-------- Data listing
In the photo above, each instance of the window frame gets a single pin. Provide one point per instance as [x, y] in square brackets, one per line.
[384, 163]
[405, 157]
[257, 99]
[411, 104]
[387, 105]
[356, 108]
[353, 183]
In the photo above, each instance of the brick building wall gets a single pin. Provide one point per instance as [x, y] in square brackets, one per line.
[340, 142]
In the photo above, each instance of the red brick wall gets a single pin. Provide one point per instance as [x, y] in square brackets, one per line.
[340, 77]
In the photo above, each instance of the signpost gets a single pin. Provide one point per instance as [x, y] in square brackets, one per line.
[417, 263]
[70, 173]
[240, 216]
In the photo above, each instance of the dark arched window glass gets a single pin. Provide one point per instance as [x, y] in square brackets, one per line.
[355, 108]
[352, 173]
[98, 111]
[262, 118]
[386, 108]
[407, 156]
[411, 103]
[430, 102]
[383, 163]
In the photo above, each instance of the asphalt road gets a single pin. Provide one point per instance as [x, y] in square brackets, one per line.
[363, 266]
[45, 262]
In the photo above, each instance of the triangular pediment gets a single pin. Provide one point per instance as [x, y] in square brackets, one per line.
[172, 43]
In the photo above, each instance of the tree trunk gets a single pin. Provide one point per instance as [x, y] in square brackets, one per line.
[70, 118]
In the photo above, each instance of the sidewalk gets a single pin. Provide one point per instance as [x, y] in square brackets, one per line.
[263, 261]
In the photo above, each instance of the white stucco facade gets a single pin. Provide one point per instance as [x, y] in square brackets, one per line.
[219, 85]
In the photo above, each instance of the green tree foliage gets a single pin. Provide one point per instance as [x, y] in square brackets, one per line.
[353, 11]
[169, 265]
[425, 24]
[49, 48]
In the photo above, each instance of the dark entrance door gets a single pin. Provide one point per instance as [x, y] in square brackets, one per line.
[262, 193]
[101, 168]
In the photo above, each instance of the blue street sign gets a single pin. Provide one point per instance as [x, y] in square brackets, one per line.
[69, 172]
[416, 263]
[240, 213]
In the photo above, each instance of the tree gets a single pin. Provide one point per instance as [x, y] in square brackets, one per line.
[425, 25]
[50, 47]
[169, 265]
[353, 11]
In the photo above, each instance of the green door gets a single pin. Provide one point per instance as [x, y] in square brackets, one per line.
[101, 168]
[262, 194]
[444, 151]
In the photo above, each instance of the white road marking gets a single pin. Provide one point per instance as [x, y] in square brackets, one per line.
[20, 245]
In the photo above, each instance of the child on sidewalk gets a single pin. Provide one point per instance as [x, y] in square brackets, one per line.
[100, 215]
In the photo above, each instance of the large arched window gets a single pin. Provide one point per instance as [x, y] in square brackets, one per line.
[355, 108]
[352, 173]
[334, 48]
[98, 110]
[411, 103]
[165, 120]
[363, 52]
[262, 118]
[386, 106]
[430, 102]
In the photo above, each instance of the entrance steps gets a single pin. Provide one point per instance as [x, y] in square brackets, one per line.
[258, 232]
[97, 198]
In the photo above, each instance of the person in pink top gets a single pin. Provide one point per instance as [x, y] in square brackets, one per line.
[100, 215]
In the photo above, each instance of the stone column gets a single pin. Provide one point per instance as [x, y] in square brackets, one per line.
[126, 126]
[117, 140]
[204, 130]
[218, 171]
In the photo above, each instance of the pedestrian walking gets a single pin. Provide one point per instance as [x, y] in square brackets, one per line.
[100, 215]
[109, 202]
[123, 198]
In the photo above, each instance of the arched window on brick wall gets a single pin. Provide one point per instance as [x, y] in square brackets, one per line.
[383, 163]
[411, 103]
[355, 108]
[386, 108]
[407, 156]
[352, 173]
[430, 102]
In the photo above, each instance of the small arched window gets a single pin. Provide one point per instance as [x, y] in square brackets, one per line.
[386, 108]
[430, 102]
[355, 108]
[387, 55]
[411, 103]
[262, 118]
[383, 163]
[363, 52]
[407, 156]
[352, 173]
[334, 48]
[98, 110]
----------------
-------- Data listing
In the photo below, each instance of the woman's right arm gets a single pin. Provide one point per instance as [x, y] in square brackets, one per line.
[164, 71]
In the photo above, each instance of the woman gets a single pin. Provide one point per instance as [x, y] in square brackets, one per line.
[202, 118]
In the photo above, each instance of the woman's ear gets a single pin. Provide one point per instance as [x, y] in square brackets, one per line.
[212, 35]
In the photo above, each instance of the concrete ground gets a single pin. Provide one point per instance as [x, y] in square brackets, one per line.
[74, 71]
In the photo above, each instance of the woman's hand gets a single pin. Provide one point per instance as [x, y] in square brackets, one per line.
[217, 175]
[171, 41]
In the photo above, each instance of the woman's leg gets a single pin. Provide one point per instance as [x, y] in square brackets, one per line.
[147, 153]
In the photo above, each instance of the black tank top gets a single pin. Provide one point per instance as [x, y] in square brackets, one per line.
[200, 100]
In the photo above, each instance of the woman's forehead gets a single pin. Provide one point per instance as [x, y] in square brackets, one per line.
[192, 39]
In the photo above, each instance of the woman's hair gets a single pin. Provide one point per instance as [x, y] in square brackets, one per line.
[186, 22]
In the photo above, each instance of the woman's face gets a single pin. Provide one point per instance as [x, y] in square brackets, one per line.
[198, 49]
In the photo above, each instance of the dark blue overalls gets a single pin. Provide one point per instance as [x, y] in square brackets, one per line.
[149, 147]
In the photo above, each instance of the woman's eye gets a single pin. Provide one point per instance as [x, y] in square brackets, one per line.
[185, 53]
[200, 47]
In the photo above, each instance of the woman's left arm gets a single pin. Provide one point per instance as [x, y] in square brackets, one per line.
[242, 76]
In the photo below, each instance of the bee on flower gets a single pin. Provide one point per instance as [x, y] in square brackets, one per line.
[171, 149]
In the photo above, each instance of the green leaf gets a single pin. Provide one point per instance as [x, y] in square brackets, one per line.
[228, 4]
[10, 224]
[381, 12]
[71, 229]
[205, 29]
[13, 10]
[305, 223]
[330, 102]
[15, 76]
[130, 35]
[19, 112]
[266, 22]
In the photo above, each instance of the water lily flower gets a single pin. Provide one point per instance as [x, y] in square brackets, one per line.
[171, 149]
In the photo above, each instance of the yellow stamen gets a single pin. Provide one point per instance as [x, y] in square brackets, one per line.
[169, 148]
----------------
- The problem -
State how many lines in the items above contain the word "road", with case counting, and give only that number.

- Task answer -
2